## Directions:
Copy everything from the line containing "Target: tree bark" down to the line containing "[[[421,279],[420,0],[0,20],[1,279]]]", requests included, and shift each coordinate in the answers by adding 55 to it.

━━━ Supplied data

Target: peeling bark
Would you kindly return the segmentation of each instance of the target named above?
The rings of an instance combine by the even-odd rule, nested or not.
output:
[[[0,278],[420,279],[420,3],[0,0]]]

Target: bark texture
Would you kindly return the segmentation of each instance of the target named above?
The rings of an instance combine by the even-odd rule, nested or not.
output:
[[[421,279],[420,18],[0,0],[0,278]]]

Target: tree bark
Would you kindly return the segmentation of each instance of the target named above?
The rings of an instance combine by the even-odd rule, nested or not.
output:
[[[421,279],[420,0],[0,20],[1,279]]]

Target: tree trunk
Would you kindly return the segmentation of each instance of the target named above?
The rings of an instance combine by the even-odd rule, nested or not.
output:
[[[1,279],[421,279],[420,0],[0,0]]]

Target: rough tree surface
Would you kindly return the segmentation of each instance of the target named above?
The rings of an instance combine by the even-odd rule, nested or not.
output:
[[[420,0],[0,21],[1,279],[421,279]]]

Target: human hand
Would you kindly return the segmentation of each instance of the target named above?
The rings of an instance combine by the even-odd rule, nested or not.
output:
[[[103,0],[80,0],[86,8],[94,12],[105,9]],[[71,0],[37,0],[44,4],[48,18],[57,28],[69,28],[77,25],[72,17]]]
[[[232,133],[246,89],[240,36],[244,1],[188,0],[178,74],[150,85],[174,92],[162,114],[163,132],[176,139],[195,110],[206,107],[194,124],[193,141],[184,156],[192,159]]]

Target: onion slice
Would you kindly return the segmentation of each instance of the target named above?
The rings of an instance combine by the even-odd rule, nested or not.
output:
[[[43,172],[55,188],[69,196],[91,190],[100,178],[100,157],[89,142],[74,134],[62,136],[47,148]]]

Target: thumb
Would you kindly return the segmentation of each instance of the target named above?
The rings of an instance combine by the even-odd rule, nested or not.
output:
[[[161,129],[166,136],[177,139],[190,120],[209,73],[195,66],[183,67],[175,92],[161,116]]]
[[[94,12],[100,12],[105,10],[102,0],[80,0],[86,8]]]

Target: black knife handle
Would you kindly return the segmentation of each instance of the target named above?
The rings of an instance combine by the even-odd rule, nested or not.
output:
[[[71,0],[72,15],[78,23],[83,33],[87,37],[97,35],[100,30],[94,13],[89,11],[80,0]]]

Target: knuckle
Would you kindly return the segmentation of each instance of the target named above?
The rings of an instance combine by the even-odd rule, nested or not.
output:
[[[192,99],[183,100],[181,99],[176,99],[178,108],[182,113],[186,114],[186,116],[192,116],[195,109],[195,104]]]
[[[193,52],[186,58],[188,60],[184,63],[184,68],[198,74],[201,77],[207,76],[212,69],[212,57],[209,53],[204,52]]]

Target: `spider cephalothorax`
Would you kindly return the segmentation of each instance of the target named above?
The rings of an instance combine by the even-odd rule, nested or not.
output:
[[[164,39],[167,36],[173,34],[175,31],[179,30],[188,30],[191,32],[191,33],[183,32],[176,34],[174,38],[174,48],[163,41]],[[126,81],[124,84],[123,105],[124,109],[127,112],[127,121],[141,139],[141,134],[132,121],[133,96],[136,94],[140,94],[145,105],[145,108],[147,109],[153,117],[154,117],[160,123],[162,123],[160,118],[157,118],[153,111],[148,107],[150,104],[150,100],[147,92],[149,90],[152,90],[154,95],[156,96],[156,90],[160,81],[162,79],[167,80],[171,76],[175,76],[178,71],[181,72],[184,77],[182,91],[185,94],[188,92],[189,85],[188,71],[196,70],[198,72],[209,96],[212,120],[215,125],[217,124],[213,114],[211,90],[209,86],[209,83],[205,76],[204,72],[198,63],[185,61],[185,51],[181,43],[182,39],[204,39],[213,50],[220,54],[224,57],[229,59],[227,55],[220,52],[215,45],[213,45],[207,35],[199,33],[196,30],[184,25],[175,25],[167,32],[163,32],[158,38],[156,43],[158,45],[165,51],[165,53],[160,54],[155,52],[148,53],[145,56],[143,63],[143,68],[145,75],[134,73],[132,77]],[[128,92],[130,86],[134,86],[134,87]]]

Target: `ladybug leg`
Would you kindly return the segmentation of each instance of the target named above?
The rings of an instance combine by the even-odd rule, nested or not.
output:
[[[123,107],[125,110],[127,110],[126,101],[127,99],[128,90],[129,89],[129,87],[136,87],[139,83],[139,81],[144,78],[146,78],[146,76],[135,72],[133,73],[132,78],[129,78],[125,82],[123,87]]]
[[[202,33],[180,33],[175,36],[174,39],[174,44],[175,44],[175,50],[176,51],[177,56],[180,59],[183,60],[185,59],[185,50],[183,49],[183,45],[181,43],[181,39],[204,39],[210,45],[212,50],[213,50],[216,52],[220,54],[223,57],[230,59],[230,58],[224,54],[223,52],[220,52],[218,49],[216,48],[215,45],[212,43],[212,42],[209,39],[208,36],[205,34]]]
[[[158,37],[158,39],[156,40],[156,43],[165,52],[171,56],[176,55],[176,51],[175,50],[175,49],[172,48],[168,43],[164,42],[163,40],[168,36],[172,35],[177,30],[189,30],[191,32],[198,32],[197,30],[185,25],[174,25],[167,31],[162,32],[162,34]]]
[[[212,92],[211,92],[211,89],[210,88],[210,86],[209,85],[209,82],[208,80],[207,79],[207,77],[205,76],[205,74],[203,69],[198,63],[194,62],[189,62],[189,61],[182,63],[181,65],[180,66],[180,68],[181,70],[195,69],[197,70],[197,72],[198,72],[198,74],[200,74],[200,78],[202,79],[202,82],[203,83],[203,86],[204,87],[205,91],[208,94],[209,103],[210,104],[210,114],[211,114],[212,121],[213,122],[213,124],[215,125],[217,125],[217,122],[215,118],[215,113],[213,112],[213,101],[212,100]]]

━━━━━━

## Final result:
Target: tree bark
Would you kindly return the segmentation of each instance of the target named above?
The rings of an instance combine by the even-odd rule, nested or not.
output:
[[[476,334],[475,55],[55,75],[56,334]]]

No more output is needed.